Recorded data
━━━━
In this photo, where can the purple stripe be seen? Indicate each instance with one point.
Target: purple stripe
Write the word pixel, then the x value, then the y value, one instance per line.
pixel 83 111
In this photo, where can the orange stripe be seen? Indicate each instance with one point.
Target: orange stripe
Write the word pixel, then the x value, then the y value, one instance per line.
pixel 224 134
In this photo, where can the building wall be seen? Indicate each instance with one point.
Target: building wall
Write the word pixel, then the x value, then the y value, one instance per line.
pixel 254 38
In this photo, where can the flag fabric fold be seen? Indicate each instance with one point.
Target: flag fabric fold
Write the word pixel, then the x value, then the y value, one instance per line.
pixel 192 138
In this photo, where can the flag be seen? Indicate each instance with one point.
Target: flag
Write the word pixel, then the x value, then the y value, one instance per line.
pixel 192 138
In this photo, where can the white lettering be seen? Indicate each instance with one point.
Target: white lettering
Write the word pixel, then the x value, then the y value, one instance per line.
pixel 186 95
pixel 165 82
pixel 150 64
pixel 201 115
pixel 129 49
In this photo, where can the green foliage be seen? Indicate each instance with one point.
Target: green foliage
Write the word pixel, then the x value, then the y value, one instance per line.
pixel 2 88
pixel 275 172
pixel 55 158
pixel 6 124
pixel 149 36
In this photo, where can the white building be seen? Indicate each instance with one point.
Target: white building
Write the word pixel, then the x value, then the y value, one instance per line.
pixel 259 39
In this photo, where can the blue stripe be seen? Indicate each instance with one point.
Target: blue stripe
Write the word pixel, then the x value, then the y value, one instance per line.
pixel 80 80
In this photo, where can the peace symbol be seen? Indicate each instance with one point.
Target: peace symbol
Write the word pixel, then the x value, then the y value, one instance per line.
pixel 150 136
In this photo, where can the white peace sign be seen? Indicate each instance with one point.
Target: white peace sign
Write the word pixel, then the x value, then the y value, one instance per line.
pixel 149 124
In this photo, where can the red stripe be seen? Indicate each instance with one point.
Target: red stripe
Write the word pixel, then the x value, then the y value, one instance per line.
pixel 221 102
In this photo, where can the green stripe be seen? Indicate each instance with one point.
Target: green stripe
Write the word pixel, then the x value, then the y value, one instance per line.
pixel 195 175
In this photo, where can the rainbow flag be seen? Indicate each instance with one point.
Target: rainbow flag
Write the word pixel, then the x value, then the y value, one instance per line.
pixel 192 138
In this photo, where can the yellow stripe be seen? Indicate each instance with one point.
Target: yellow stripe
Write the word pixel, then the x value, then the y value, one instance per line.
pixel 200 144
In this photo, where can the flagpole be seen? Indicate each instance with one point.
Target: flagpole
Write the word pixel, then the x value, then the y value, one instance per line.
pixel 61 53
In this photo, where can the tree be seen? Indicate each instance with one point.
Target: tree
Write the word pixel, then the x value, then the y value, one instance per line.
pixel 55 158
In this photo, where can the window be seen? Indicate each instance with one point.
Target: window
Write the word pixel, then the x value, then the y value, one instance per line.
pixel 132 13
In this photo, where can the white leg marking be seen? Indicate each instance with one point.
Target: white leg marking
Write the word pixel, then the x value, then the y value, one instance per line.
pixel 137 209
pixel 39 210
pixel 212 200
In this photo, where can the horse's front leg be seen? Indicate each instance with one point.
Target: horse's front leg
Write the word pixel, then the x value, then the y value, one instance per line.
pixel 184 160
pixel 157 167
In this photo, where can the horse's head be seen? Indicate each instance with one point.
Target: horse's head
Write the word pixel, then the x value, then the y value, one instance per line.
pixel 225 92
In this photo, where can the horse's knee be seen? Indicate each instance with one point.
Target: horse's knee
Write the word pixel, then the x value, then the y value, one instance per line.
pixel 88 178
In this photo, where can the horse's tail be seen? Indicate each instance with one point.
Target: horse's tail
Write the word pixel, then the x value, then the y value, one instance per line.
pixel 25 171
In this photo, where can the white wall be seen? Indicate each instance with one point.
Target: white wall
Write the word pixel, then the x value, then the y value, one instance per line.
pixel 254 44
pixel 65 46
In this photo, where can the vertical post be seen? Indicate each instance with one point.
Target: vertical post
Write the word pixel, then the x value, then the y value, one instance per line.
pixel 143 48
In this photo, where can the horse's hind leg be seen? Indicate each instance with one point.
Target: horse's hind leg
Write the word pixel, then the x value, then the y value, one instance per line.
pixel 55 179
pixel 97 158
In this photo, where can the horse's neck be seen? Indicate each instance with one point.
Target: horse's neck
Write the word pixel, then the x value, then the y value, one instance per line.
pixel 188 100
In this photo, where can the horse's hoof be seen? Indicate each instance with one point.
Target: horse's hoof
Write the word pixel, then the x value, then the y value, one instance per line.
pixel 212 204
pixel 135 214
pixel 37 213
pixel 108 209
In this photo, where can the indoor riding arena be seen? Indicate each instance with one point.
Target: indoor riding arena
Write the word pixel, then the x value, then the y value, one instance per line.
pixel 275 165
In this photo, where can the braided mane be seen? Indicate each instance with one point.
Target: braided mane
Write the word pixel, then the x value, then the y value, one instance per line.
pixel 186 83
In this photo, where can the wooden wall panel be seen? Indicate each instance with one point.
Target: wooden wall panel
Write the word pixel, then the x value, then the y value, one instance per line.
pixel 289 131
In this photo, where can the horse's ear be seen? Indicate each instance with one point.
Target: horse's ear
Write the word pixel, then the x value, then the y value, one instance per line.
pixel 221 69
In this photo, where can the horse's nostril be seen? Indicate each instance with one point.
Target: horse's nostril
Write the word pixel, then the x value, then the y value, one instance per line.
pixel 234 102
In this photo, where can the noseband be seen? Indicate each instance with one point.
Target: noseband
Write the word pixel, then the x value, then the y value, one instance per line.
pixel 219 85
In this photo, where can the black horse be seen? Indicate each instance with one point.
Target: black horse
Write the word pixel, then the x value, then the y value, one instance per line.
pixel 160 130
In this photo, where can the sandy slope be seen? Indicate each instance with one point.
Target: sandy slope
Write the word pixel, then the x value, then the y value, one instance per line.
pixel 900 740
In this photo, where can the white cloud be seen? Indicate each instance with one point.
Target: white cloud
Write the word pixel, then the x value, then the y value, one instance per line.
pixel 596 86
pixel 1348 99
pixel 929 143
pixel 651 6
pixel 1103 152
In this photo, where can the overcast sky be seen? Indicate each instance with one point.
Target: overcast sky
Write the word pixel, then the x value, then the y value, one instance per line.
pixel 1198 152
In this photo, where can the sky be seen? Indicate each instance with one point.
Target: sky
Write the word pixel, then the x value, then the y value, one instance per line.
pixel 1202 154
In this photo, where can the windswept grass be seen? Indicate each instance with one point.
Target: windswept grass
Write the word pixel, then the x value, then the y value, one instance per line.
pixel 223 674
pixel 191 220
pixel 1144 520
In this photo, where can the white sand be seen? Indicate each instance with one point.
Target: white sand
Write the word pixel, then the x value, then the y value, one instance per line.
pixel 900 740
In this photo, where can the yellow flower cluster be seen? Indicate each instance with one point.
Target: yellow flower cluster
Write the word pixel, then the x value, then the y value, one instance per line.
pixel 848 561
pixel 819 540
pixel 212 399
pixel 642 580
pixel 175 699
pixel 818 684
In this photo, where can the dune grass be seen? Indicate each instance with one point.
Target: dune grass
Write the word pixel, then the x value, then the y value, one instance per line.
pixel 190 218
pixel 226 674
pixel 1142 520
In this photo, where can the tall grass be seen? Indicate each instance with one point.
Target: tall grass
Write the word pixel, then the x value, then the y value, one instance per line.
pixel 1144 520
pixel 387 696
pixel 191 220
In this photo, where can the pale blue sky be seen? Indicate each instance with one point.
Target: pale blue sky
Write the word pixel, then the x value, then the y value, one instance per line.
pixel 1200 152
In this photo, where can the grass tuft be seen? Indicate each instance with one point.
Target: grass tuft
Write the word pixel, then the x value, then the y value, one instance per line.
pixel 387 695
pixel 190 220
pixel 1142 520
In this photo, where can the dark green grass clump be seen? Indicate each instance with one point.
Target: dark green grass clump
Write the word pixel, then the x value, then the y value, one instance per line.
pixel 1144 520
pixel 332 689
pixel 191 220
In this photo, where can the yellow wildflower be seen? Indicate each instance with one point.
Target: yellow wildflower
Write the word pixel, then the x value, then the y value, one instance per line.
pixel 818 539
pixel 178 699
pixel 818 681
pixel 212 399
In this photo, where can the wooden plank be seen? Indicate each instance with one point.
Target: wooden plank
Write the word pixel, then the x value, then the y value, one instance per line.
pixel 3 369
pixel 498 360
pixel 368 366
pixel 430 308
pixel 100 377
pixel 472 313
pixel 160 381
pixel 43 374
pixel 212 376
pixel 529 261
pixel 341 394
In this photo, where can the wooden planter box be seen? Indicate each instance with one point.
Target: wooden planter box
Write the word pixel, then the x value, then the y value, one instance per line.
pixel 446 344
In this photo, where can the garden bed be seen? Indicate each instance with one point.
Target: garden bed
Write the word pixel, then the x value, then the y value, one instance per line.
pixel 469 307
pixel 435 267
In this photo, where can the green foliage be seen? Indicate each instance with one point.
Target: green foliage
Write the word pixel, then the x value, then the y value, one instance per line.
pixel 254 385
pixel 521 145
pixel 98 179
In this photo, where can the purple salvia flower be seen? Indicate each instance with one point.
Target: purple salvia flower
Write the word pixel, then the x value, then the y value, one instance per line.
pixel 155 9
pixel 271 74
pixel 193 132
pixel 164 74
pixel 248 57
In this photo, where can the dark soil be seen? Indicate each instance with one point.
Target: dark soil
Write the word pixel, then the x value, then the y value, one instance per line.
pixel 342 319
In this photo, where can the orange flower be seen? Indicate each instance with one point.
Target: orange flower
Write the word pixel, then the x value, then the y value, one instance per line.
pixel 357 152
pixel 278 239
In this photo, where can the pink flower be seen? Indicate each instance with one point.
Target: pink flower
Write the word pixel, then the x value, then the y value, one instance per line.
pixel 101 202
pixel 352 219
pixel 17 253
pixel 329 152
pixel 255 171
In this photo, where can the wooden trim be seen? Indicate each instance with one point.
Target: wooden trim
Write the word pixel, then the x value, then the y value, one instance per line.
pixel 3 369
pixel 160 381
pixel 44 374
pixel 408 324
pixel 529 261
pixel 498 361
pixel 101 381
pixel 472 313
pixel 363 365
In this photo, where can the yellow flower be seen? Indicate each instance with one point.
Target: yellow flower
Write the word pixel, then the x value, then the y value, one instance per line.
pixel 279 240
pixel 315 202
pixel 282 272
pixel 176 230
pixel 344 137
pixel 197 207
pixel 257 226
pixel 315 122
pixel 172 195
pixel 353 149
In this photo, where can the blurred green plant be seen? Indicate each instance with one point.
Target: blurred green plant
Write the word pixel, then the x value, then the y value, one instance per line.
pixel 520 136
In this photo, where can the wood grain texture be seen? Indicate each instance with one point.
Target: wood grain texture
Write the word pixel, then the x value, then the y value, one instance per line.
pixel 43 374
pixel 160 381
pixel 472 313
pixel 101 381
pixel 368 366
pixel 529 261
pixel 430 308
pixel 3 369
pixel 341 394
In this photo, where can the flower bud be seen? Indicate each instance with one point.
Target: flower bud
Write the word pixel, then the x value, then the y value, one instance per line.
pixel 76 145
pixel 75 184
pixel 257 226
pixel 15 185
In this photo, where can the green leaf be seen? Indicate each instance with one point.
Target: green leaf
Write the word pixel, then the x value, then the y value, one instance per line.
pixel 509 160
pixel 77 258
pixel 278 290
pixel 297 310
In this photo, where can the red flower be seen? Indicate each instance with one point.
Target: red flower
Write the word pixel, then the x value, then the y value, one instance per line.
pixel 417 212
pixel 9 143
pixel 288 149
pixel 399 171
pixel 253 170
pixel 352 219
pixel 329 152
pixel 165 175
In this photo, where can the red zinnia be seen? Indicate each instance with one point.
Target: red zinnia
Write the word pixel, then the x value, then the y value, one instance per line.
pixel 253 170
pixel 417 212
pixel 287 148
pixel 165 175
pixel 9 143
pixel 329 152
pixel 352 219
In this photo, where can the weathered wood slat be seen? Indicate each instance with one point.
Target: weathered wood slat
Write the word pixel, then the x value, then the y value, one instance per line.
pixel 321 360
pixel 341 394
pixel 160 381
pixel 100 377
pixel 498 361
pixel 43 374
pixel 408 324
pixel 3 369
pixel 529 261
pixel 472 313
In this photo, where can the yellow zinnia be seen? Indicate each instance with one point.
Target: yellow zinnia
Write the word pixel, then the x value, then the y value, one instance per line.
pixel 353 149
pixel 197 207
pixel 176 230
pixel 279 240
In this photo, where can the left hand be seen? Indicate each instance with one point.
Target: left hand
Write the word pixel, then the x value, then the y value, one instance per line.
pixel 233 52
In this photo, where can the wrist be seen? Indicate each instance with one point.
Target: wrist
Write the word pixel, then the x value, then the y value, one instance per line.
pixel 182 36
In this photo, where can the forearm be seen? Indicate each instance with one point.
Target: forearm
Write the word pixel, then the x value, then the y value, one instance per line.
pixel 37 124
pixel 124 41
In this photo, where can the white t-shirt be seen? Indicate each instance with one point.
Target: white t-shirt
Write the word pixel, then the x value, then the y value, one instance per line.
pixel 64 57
━━━━
*Requirements*. Exactly as written, give again every line from the one containing "In this photo, where can the left" through the last line of the material above, and no other lines.

*Exercise result*.
In this photo, where can the left hand be seen? Indicate each instance with one point.
Target: left hand
Write the word pixel, then the x value, then the y value, one instance per line.
pixel 233 52
In this photo, where can the wrist be seen? Indicate each instance with one point.
Target: wrist
Write the word pixel, then the x value, then the y value, one instance per line.
pixel 182 36
In this photo, where can the forearm be seen? Indicate each instance with one point.
Target: forearm
Write the word pixel, then the x value, then the y value, one instance per line.
pixel 37 124
pixel 124 41
In this photo, where can the white t-shirt be seen? Indicate each instance with one point.
Target: white t-shirt
Write the word pixel, then the x value, then the y value, one instance per line.
pixel 64 57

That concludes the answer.